== Page extract ==

KU defensive end D.J. Marshall gains strength from team

The hardest moments, Kansas University defensive end and cancer survivor D.J. Marshall said, came during the four-hour drives each way between Lawrence and Tulsa for 12 eight-hour chemotherapy treatments.

“That was a lot of time to think to yourself, being in so much pain, having to drive myself and having to do it just to live,” Marshall said after performing well in the blue-white spring football game Saturday in Memorial Stadium. “That was a hard time.”

Once he arrived at his destination he said he was fine because his “Jayhawk family” was there to support him in Lawrence, and his father usually met him in Tulsa after making a similar-length drive from Dallas.

“Your mind’s telling you one thing, your body’s telling you another thing,” Marshall said.

His mind told him the chemotherapy was making him better. His body told him the treatments were making him sick, stabbing him with nausea and aching bones.

===
== Provided information ==

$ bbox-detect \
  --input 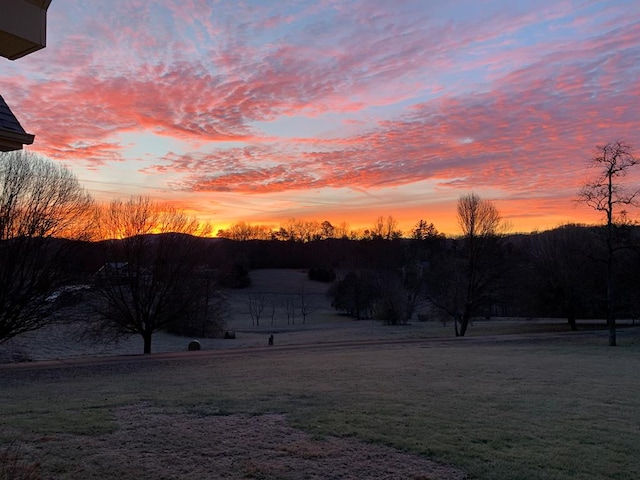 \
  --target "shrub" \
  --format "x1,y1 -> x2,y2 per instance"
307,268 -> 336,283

===
== Provided information ==

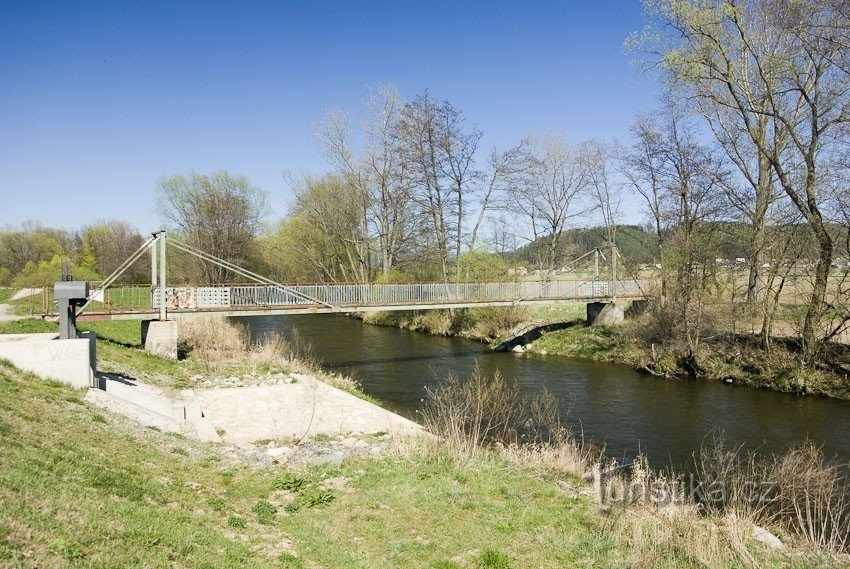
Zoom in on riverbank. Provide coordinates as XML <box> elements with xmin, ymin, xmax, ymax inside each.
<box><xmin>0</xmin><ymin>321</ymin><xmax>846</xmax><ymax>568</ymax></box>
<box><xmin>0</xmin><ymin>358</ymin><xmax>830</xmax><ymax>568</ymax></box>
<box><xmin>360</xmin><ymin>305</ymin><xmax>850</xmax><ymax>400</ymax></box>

===

| Work task 1 |
Answer these from the article about D.J. Marshall:
(a) How many chemotherapy treatments did Marshall have in Tulsa, and how long did each one last?
(b) In which stadium was the blue-white spring football game played?
(c) From which city did Marshall's father drive to meet him in Tulsa?
| Work task 2 |
Repeat the part of the article about D.J. Marshall starting at "KU defensive end" and ending at "eight-hour chemotherapy treatments.".
| Work task 3 |
Pick up the article about D.J. Marshall after its final sentence and carry it forward.

| Answer section 1 |
(a) Twelve treatments, each lasting eight hours.
(b) Memorial Stadium.
(c) Dallas.

| Answer section 2 |
KU defensive end D.J. Marshall gains strength from team

The hardest moments, Kansas University defensive end and cancer survivor D.J. Marshall said, came during the four-hour drives each way between Lawrence and Tulsa for 12 eight-hour chemotherapy treatments.

| Answer section 3 |
“Afterward, they shoot you with a couple of shots to boost your immune system because the chemo knocks out everything, good cells, bad cells, everything,” Marshall said. “The medicine is to help you rebuild from that, so you can actually feel the pain in your bones for a couple of days after. There were some times I had to miss school because I could barely move myself. I had to stay home.”

The treatments lasted five months. Marshall took 21 credit hours to keep his mind busy. Marshall said he often thought of Connor Olson, a former Tonganoxie High football player who died of cancer April 21, 2010, whom he had met when he had come to watch a KU game after having his leg amputated. Marshall added he took inspiration from Boston College linebacker Mark Herzlich, who returned to the football field after undergoing cancer treatments.

Marshall can serve as an inspiration to anyone afflicted with the disease, but he wants more than that. His status as a cancer survivor playing college football is what makes him rare, but he doesn’t want that to define him. He would prefer his play do that.

“I hope to see my name on the short list of names when people look at Kansas football,” he said. “I want to be one of the names teams think about when they play us. I want to try to introduce my legacy as a football player, not just my situation.”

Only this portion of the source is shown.